### EXERCISE
Copy the lines of the entries exactly, from the opening one to the one holding "[(10, 61), (22, 76), (21, 57)]", and leave out everything after.
-=-=-=-=-
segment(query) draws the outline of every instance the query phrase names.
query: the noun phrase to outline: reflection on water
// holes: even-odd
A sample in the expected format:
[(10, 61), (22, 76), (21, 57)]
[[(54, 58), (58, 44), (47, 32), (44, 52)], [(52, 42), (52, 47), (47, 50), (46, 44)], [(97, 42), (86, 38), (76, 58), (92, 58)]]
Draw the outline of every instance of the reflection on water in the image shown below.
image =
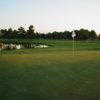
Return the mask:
-=-=-=-=-
### TASK RESULT
segment(query) draws the outline of every instance the query phrase names.
query: the noun phrase to outline: reflection on water
// holes: even-odd
A sample in the expected format:
[(10, 61), (22, 76), (21, 57)]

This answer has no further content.